### What is needed
Reproduce each of the following entries word for word, and omit the pictures from your copy.
------------------------------------------------------------------------
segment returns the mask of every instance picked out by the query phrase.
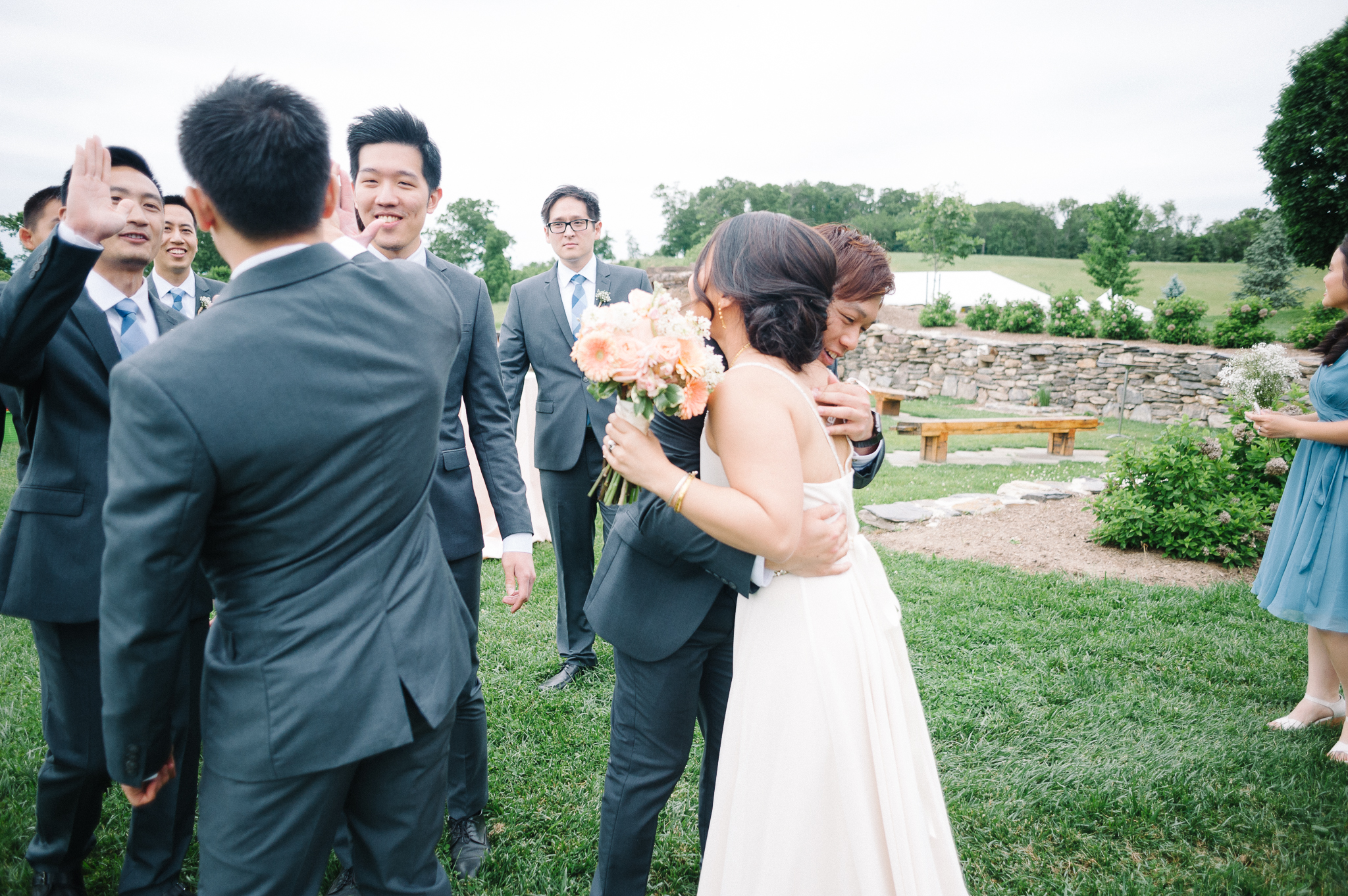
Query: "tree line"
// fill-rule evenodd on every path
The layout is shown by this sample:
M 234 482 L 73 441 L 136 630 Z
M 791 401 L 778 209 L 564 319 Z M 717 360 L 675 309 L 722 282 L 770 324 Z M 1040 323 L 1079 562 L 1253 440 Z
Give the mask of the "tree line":
M 721 178 L 697 191 L 659 184 L 654 192 L 665 217 L 659 254 L 692 254 L 717 223 L 744 211 L 779 211 L 809 225 L 842 222 L 890 252 L 922 252 L 909 235 L 917 230 L 922 195 L 826 180 L 778 186 Z M 1101 204 L 1070 198 L 1043 206 L 985 202 L 972 206 L 973 219 L 964 231 L 983 254 L 1077 258 L 1086 252 L 1091 221 Z M 1128 249 L 1134 261 L 1242 261 L 1270 214 L 1246 209 L 1202 227 L 1198 215 L 1180 214 L 1171 200 L 1157 209 L 1142 206 Z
------------------------------------------------------------------------
### Completed task
segment returns the mask of every instance picked out by the query phrase.
Query: "tree line"
// fill-rule evenodd on every path
The layout is shown by this sample:
M 234 482 L 73 441 L 136 630 Z
M 791 401 L 778 209 L 564 319 Z M 717 360 L 675 309 L 722 282 L 770 324 Z M 1040 323 L 1079 562 L 1253 440 Z
Give the mask of the "tree line":
M 721 178 L 697 191 L 659 184 L 654 192 L 665 217 L 659 254 L 692 254 L 717 223 L 744 211 L 779 211 L 809 225 L 842 222 L 890 252 L 922 252 L 909 235 L 917 230 L 922 195 L 826 180 L 778 186 Z M 1101 204 L 1070 198 L 1043 206 L 985 202 L 972 206 L 973 219 L 964 231 L 983 254 L 1077 258 L 1086 252 L 1091 221 Z M 1128 249 L 1134 261 L 1242 261 L 1270 214 L 1246 209 L 1202 227 L 1198 215 L 1180 214 L 1171 200 L 1157 209 L 1142 206 Z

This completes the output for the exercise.